• [TASK REQUIREMENTS] Count the lines in the records below that contain the string "photograph", treating uppercase and lowercase as distinct. Reply with the number alone.

══ INPUT ROWS

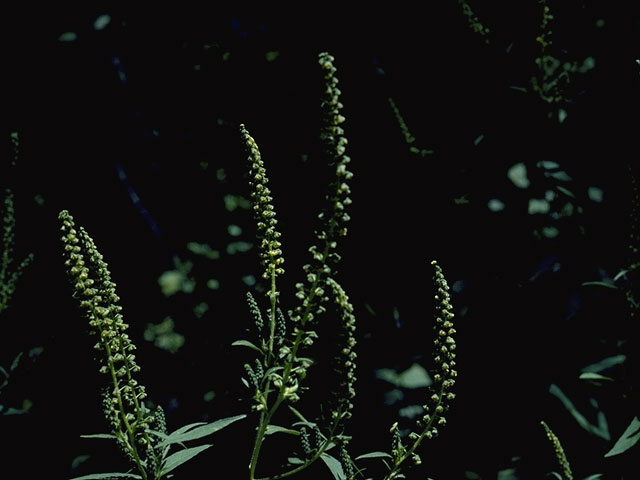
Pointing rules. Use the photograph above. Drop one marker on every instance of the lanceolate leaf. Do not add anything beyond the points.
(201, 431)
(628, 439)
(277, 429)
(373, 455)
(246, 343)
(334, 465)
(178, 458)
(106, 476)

════
══ INPUT ROWS

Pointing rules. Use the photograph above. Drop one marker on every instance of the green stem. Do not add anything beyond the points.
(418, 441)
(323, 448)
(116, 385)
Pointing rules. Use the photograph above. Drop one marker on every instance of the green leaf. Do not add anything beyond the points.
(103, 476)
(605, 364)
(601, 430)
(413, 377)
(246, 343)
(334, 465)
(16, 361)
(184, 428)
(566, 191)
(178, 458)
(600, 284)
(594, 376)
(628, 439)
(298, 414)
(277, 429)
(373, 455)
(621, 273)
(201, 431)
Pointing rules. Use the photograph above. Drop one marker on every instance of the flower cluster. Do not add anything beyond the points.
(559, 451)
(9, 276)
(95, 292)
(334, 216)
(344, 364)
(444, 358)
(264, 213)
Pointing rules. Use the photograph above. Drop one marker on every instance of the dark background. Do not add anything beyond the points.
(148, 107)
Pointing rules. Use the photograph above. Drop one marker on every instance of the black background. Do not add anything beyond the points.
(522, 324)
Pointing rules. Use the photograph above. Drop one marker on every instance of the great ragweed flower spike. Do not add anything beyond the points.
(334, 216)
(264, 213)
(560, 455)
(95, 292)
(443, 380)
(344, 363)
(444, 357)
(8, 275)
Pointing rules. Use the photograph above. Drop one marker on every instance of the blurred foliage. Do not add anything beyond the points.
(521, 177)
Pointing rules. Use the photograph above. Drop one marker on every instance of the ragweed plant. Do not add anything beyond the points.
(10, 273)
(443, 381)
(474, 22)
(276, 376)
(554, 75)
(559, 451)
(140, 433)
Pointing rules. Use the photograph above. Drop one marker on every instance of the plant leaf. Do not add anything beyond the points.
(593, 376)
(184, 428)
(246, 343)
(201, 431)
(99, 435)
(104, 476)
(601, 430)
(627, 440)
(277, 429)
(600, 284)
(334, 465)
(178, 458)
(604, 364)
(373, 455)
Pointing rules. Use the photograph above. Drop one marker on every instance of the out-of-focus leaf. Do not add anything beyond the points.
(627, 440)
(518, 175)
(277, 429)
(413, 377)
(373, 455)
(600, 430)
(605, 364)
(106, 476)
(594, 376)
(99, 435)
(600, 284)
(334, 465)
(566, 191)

════

• [CORRECT ANSWER] 11